## Point labeling dataset excerpts:
★ ★ ★ ★ ★ ★ ★
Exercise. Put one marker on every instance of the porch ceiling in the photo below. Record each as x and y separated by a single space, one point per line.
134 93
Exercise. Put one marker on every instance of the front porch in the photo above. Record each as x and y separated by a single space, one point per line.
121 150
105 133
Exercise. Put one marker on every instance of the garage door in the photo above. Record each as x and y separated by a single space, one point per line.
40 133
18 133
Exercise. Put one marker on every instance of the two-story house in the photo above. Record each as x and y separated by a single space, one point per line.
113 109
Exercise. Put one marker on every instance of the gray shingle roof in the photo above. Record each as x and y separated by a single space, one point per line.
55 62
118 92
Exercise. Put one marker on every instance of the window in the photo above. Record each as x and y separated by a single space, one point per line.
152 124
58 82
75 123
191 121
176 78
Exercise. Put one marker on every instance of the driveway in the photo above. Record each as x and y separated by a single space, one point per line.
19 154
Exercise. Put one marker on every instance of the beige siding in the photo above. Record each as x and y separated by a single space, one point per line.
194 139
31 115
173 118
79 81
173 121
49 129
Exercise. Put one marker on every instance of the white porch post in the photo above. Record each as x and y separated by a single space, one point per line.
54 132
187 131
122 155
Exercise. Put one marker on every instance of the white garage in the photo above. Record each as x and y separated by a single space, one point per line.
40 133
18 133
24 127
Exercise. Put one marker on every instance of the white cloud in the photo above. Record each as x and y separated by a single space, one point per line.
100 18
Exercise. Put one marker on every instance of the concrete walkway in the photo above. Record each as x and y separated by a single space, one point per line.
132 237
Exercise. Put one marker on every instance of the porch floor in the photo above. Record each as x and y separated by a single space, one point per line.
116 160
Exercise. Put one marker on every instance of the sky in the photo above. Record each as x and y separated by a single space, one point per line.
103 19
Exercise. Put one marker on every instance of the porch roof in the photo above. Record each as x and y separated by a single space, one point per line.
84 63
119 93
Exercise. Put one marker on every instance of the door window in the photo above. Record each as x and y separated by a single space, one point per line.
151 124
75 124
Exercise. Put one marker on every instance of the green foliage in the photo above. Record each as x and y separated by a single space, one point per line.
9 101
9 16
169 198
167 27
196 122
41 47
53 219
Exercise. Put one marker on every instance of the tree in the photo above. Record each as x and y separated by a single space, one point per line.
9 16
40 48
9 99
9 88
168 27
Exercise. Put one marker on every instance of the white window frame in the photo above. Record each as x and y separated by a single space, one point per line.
★ ★ ★ ★ ★ ★ ★
## REQUIRED TASK:
Take the line that contains "Exercise. Put one marker on every instance of the driveway" and each line after it down to the last of the records, and retype them exactly; add nothing else.

## TASK SOLUTION:
Exercise. Put one marker on every instance of the driveway in the photo above. Record each as x and y separated by a single space, one point per line.
19 154
Exercise. Put one marker on every instance of the beige siding in the photo above. Record each as x and y separated by a single space, one point per line.
194 139
31 115
173 118
79 81
173 121
49 129
Exercise. Put one marker on every instance of the white porch post in the photo above. Record each as x and y separated by a single space, one point per line.
54 132
187 131
122 155
Exercise. Put one marker on every instance of the white garage in the photo above. Record each as x and y separated by a single space, one point per line.
40 133
18 133
24 127
Exercise. Put one marker on every instance of the white cloud in the photo above. Record each as x and y separated by a single space, one point per line.
100 18
Exercise. Put one marker on every instance of the concrete walkway in the photo above. Record each as x and y separated by a single space, one point per line.
132 237
Exercise. Put one marker on every instance of the porch floor in the photo above. Record each as x and y separated by a single space, one point per line.
116 160
Exercise. Put one marker on every instance of the sky in the photo above. Record each as x and y separated by a single space, one point per line.
103 19
Exercise. Put one marker on every instance of the porch roof in the photo above. Record each as x and y separated by a single space, one point per line.
84 63
119 93
Exercise. Put one marker on every instance of the door window in the photo above. Record each as x and y separated by a single space, one point per line.
151 124
75 124
Exercise. Put one marker on every instance of the green foliage in the photo above. Record each as x and y separated by a single space, one point per line.
9 101
9 16
169 198
167 27
196 122
41 47
53 219
Exercise. Put one marker on every instance of the tree in the photo above. Record each as x and y separated by a single space, one point per line.
9 16
40 48
9 99
9 88
168 27
Exercise. Put one marker on every instance of the white window frame in the photo above. Record each as x and y separated by a single space, one point per line.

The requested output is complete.